Written request a - Transcribe the labeled records listed below the forum thread on standard poodle breeders, keeping every line identical to the original. Leave the pictures out.

# Do you know standard poodle breeders in Europe?



## Abi (9 mo ago)

🐩🐩🐩🐩🐩🐩🐩🐩🐩🐩🐩

We are looking far *standard poodle breeders* in Europe preferably in *Germany, Austria, Hungary, Romania*.
Colors: *white*, apricot, phantom.


----------



## Fluffy Poodle 4 (Nov 29, 2020)

@curlflooffan might be able to help.


----------



## Rose n Poos (Sep 22, 2017)

Until some members with closer ties to your search areas drops in, there's some links here which might be helpful. Some may also be broken links and I apologize for that. 

First recommended steps are usually to contact the official Poodle Breed Club for your search areas. 

*International
The Fédération Cynologique Internationale is the World Canine Organisation.* It includes 99 members and contract partners (one member per country) that each issue their own pedigrees and train their own judges.
Fédération Cynologique Internationale

*Poodle*
CANICHE
*Europe*
FCI members and contract partners
*The Americas & Caribbean*
FCI members and contract partners
*Asia, Africa & Oceania*
FCI members and contract partners
*Planet Poodle*
*PLANET POODLE - Das Pudel Magazin - The Poodle Magazine*
PLANET POODLE - The German Poodle Magazine
www.planetpoodle.de

*Clubs from Around the World:*

The Standard Poodle Club U.K.
The Poodle Club of Queensland (Australia)
Poodle Club of Victoria (Australia)
Österreichischen Club der Pudelfreunde (Austria)
Koninklijke Belgische Poedelclub v.z.w. – Royal Club Belge du Caniche a.s.b.l (Belgium)
Klub prátel a chovatelu pudlu (Czech Republic)
Pudelklubben (Denmark)
Eesti Puudlite Tõuühing (Estonia)
The Finnish Poodle Club
Deutscher Pudel-Klub E.V. (Germany)
Allgemeinen Deutschen Pudelclub (ADP) e. V. (Germany)
Verband der Pudelfreunde Deutschland e.V. (VDP) (Germany)
Nederlandse Poedel Club NPC (Netherlands)
Norsk Puddelklubb (Norway)
Svenska Pudelklubben (Sweden)
*Joker Uszkár Klub - Joker Poodle Club, Hungary*
Joker Uszkár Klub, Hungarian Joker Poodle Club, Ungarischer Joker Pudel Klub
www.joker-poodleclub.hu
*Főoldal*










poodleclub.hu


----------



## Minie (Oct 4, 2021)

Hi and welcome. I would contact your local poodle club. Here in Denmark you will get a referral to breeders known to be breeding this year.


----------



## curlflooffan (Mar 27, 2020)

So I am in Belgium and when I was looking for a poodle I was also looking in several countries. In short what I did was I looked at the FCI website - found the national FCI kennel club - from there I found the poodle club and they usually had a list of breeders. 

HOWEVER in practice it wasn't that simple. Some of the kennel club websites are very difficult to navigate, sometimes it wasn't so obvious which breed club to look at (Germany has four poodle clubs) and sometimes it was hard to find the list of breeders. So it can take a lot of googling and clicking around to find the information you need.

Written request b - Restate word for word the part of the poodle breeder thread above, starting at "Hi and welcome." and ending at "information you need.".

Source data -
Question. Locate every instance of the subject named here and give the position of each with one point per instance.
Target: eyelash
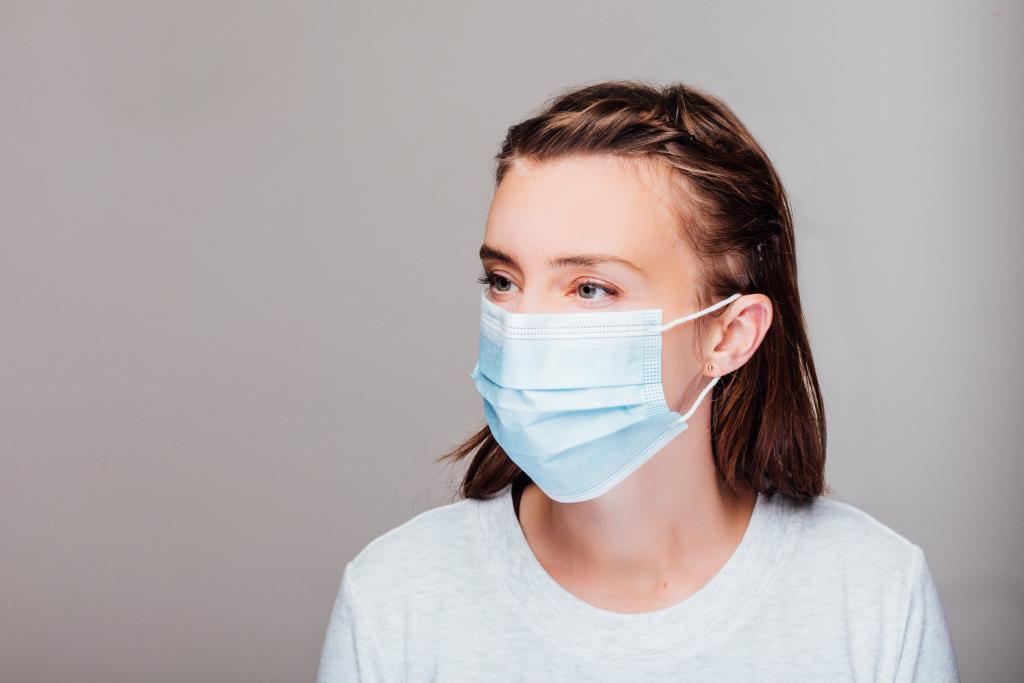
(487, 279)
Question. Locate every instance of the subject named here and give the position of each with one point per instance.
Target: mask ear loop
(696, 403)
(704, 392)
(680, 321)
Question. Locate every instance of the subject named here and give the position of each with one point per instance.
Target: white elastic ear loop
(680, 321)
(696, 403)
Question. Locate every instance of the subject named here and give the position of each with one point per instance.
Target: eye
(494, 281)
(588, 289)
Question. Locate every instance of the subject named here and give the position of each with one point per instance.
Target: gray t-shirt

Complete response a -
Question. Locate every instance of the subject named here and give the position of each with one point per instance.
Target: eyelash
(487, 279)
Question. Locate every instance of the subject named here and give the position of each with one point per instance.
Target: mask ear loop
(696, 403)
(704, 392)
(680, 321)
Question. Locate every instance of the subject named here and give the position of each with one point per instance.
Target: white elastic ear loop
(680, 321)
(696, 403)
Question. Locate every instance of the subject named here and give the position of each with one point per instance.
Target: eye
(494, 281)
(588, 289)
Question. Locate every instance of the subject named here and give the position of each with one point per instance.
Target: gray t-shirt

Complete response b -
Hi and welcome. I would contact your local poodle club. Here in Denmark you will get a referral to breeders known to be breeding this year.


----------



## curlflooffan (Mar 27, 2020)

So I am in Belgium and when I was looking for a poodle I was also looking in several countries. In short what I did was I looked at the FCI website - found the national FCI kennel club - from there I found the poodle club and they usually had a list of breeders. 

HOWEVER in practice it wasn't that simple. Some of the kennel club websites are very difficult to navigate, sometimes it wasn't so obvious which breed club to look at (Germany has four poodle clubs) and sometimes it was hard to find the list of breeders. So it can take a lot of googling and clicking around to find the information you need.